Consigne écrite. Transcrivez en liste JSON de chaînes, une chaîne par ligne et sans les lignes vides, uniquement la portion des enregistrements ci-dessous qui commence à la ligne contenant « Each instance of the paved » et s'arrête après celle contenant « pixel 237 210 ».

Lignes du jeu de données.
- - - - - - -
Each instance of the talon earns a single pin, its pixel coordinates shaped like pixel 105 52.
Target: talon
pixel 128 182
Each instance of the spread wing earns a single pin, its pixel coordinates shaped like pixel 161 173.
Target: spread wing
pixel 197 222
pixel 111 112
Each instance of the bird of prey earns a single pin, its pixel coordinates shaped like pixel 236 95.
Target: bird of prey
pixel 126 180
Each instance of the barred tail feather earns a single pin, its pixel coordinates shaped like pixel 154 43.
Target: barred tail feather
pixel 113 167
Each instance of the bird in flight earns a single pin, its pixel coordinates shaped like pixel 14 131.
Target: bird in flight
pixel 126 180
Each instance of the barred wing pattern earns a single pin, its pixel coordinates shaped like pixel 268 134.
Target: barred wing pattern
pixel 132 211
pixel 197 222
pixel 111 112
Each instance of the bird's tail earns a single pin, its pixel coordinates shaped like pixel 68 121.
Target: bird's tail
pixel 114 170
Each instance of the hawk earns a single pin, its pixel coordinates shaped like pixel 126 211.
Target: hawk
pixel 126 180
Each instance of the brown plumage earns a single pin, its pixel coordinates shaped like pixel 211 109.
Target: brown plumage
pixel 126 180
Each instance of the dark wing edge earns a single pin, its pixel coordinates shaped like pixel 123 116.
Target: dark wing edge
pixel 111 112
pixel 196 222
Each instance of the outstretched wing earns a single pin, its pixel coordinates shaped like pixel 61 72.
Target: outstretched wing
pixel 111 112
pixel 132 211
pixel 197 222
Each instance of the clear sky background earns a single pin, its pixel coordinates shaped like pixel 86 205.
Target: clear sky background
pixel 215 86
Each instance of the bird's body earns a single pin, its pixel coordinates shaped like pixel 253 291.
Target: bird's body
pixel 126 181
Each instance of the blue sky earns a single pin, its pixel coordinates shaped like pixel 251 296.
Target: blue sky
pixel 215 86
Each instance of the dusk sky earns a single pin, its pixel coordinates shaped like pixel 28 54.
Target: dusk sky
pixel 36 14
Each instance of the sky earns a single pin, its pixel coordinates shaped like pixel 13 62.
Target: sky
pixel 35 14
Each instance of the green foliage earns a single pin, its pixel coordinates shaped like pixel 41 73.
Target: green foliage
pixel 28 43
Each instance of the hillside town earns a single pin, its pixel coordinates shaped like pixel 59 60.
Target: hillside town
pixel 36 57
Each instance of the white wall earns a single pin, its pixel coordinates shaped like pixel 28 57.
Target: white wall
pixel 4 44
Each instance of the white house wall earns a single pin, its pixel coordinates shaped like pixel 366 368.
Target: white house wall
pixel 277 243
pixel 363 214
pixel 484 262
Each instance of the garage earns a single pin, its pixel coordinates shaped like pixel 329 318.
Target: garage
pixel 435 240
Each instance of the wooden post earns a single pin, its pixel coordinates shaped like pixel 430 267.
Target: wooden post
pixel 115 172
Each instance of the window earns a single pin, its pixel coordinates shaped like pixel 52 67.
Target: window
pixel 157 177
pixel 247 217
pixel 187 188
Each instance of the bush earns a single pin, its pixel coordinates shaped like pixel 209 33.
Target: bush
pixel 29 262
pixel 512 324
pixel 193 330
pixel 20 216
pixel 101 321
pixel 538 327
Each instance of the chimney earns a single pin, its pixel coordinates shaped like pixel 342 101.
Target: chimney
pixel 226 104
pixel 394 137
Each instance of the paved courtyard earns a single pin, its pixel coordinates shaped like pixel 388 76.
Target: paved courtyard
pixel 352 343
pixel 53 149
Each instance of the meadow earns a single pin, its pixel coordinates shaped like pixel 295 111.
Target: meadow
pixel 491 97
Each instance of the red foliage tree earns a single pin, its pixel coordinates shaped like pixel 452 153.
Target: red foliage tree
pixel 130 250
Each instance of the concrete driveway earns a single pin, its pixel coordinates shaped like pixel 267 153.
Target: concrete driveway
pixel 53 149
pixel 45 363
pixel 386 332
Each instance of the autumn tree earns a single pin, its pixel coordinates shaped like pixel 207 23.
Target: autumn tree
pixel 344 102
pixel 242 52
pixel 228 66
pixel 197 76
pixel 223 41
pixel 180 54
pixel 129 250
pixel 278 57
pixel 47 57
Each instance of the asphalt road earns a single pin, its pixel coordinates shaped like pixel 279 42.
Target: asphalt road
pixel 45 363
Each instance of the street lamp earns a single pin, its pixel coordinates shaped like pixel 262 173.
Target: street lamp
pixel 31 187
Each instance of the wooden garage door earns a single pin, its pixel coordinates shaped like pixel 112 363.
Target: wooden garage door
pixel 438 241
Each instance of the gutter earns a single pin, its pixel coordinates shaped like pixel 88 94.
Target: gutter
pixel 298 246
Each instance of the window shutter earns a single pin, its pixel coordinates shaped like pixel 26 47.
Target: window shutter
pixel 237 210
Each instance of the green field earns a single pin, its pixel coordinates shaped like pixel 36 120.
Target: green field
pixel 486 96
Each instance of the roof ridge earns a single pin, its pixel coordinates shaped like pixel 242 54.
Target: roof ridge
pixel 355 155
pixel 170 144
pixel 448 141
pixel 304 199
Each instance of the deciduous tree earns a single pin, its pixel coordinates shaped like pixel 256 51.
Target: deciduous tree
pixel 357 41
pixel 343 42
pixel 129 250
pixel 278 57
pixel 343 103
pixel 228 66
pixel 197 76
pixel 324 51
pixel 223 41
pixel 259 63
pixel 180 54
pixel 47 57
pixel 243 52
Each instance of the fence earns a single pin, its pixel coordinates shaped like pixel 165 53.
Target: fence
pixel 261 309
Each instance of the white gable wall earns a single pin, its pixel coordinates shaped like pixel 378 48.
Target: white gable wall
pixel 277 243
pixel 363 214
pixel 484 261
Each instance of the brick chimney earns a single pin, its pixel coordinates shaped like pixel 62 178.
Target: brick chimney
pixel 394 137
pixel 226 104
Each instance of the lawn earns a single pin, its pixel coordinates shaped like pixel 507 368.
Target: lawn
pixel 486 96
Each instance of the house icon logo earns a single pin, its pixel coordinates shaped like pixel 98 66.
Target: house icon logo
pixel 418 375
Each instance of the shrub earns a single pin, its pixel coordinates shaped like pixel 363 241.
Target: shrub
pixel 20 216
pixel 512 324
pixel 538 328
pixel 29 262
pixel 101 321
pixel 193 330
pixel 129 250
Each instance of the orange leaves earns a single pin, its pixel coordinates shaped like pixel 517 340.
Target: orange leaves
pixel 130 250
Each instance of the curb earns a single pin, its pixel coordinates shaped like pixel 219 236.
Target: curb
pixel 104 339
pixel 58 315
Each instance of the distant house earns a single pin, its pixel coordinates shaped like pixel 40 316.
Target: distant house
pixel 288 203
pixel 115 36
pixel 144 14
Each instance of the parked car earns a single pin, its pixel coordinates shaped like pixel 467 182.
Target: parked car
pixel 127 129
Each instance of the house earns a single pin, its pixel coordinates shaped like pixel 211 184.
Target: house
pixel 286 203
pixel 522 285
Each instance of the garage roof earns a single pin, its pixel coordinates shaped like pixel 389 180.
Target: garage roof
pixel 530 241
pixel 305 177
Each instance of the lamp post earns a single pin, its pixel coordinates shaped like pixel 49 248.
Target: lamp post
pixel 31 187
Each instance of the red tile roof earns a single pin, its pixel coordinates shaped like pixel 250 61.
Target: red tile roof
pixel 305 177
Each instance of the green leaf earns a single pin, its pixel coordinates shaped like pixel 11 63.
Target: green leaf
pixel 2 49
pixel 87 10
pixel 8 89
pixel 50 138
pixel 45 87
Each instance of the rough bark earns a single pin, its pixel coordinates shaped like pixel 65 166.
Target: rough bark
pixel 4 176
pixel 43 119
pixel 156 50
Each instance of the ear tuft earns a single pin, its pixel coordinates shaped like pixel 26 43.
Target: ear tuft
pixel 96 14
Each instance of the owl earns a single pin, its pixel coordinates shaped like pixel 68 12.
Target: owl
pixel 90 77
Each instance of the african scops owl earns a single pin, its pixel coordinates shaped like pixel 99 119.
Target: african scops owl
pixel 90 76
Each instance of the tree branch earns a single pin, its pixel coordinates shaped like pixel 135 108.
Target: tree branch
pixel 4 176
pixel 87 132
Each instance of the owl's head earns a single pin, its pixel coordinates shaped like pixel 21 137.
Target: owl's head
- - - - - - -
Résultat ci-dessous.
[
  "Each instance of the paved courtyard earns a single pin, its pixel coordinates shaped like pixel 388 76.",
  "Target: paved courtyard",
  "pixel 352 343",
  "pixel 53 149",
  "Each instance of the meadow earns a single pin, its pixel coordinates shaped like pixel 295 111.",
  "Target: meadow",
  "pixel 491 97",
  "Each instance of the red foliage tree earns a single pin, its pixel coordinates shaped like pixel 452 153.",
  "Target: red foliage tree",
  "pixel 130 250",
  "Each instance of the concrete driveway earns a single pin, its pixel coordinates shaped like pixel 267 153.",
  "Target: concrete driveway",
  "pixel 53 149",
  "pixel 45 363",
  "pixel 386 332",
  "Each instance of the autumn tree earns a single pin, its pixel coordinates shaped like pixel 207 23.",
  "Target: autumn tree",
  "pixel 344 102",
  "pixel 242 52",
  "pixel 228 66",
  "pixel 197 76",
  "pixel 223 41",
  "pixel 180 54",
  "pixel 129 250",
  "pixel 278 57",
  "pixel 47 57",
  "Each instance of the asphalt road earns a single pin, its pixel coordinates shaped like pixel 279 42.",
  "Target: asphalt road",
  "pixel 45 363",
  "Each instance of the street lamp earns a single pin, its pixel coordinates shaped like pixel 262 173.",
  "Target: street lamp",
  "pixel 31 187",
  "Each instance of the wooden garage door earns a single pin, its pixel coordinates shaped like pixel 112 363.",
  "Target: wooden garage door",
  "pixel 438 241",
  "Each instance of the gutter earns a single pin, its pixel coordinates shaped like pixel 88 94.",
  "Target: gutter",
  "pixel 298 246",
  "Each instance of the window shutter earns a single pin, its pixel coordinates shaped like pixel 26 47.",
  "Target: window shutter",
  "pixel 237 210"
]